§ **Task directions**: Below is a listing. Copy each line of it that holds the word "tower".

[Opening Given data section]

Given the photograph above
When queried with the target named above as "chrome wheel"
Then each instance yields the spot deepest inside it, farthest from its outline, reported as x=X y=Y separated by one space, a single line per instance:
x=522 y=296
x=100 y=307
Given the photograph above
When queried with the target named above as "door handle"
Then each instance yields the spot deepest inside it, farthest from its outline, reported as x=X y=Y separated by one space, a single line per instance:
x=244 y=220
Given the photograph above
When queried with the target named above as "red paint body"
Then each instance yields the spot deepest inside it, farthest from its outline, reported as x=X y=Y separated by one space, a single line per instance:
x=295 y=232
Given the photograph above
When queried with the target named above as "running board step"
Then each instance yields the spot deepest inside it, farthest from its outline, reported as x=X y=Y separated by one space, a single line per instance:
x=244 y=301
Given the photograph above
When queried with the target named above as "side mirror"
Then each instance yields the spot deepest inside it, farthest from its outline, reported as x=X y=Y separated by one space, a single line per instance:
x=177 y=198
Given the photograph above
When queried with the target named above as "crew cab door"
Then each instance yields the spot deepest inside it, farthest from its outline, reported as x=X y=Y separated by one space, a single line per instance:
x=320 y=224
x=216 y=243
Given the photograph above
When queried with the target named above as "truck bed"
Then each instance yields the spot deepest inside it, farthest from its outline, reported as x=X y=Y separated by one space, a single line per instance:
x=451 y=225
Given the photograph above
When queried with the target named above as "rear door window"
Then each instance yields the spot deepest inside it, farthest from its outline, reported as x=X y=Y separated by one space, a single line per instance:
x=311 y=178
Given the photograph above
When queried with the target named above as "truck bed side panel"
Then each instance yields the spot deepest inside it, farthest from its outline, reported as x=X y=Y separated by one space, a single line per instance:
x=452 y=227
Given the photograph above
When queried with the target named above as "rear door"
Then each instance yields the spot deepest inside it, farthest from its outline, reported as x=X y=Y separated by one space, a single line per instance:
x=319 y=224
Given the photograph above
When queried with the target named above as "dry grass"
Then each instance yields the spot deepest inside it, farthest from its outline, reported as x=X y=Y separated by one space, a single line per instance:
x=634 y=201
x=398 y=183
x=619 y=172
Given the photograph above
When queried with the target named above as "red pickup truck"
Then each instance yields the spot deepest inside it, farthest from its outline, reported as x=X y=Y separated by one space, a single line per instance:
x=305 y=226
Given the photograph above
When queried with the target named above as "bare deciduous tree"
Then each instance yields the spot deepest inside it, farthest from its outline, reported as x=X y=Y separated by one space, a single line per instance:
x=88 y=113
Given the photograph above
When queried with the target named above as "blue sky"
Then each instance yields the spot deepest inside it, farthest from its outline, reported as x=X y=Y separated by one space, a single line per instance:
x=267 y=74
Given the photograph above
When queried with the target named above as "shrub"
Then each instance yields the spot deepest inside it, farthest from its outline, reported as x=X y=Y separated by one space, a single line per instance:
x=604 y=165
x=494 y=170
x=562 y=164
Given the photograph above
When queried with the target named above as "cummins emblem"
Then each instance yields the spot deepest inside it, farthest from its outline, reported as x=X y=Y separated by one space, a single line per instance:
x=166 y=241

[Closing Given data section]
[Opening Given data section]

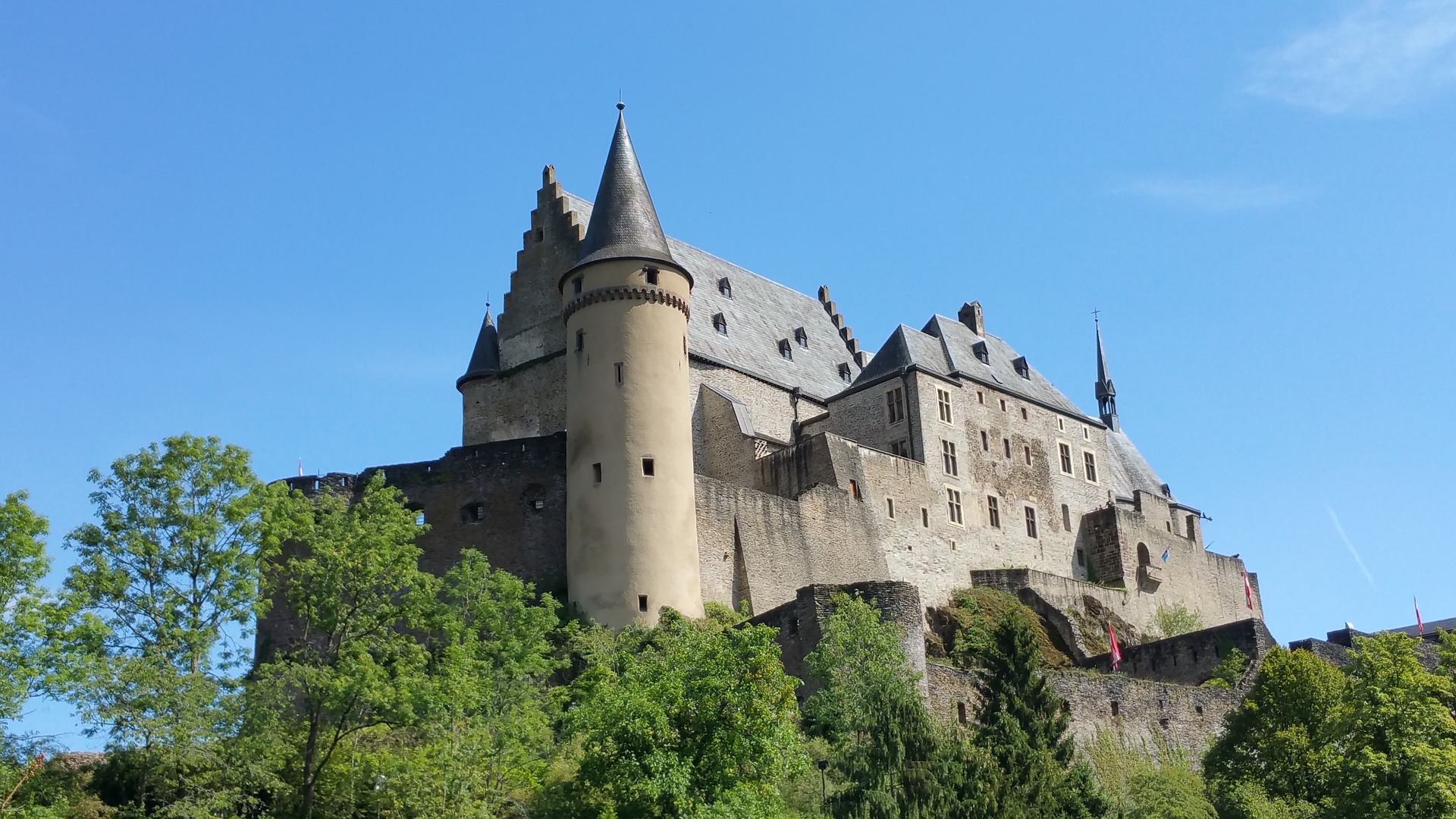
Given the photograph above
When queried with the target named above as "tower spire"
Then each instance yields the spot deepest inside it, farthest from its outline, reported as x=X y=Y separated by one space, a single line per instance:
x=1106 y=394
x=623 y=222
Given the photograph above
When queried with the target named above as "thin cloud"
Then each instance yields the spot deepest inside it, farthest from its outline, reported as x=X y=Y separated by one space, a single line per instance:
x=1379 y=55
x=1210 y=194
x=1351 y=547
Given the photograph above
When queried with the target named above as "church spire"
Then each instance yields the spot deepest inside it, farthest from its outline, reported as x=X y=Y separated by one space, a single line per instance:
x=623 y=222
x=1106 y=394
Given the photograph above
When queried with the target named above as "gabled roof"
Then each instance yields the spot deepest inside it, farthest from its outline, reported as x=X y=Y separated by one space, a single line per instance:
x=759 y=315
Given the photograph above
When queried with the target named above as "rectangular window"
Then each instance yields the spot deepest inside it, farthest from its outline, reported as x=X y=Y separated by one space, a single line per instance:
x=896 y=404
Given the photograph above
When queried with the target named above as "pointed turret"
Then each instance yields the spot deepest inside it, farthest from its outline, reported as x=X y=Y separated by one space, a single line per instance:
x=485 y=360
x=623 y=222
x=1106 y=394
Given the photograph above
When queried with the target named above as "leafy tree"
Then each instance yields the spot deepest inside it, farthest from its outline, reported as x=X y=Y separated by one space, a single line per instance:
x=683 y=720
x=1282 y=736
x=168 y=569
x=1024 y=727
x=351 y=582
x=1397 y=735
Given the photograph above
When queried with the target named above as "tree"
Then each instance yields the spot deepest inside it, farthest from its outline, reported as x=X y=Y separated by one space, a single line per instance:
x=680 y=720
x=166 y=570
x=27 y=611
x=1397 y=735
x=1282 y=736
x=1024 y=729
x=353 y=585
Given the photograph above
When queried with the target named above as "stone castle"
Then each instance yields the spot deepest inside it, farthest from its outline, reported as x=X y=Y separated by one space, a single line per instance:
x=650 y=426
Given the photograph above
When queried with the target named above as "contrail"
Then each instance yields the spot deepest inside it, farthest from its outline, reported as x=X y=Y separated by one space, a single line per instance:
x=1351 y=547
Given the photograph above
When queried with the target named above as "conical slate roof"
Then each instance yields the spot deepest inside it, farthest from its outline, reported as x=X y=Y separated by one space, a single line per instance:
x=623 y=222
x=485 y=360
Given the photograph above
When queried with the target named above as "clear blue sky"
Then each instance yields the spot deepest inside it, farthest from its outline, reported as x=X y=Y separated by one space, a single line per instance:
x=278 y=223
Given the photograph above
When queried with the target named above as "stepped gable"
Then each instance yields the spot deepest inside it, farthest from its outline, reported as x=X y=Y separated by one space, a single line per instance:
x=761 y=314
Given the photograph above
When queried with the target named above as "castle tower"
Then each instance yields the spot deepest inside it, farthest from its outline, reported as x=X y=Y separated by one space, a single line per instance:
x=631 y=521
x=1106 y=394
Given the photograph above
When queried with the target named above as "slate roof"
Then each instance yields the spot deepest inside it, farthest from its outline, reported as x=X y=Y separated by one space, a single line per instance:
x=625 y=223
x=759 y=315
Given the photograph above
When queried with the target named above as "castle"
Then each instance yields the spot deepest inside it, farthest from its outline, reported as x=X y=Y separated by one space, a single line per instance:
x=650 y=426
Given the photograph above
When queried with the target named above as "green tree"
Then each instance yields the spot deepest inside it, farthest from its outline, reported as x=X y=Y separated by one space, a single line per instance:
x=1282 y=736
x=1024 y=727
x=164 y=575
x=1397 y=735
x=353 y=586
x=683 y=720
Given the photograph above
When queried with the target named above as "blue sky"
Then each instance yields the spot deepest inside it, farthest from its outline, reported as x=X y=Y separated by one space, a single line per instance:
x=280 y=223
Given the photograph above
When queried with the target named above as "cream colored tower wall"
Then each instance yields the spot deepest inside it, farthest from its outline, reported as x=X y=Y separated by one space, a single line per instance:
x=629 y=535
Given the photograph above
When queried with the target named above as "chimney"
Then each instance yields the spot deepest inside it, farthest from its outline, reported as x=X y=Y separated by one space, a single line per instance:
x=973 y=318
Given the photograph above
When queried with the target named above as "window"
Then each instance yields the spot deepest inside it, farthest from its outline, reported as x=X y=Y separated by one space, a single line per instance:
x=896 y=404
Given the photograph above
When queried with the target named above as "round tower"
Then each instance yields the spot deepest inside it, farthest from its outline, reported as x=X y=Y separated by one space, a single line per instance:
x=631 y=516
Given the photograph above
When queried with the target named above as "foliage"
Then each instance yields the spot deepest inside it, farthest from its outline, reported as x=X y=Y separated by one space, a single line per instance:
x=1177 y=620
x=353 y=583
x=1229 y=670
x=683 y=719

[Closing Given data section]
[Opening Given data section]

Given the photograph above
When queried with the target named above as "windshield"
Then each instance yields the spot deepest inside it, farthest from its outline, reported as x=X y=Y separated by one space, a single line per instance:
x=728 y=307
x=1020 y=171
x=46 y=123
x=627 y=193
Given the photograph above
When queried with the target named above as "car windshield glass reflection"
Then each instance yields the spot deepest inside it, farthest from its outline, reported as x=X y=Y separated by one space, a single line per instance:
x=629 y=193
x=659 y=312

[Closing Given data section]

§ **Answer below**:
When queried with the target named above as "tower spire"
When queried with the target named above as "castle tower"
When queried with the target named above as "cream colored tower wall"
When queried with the target named above as "round tower"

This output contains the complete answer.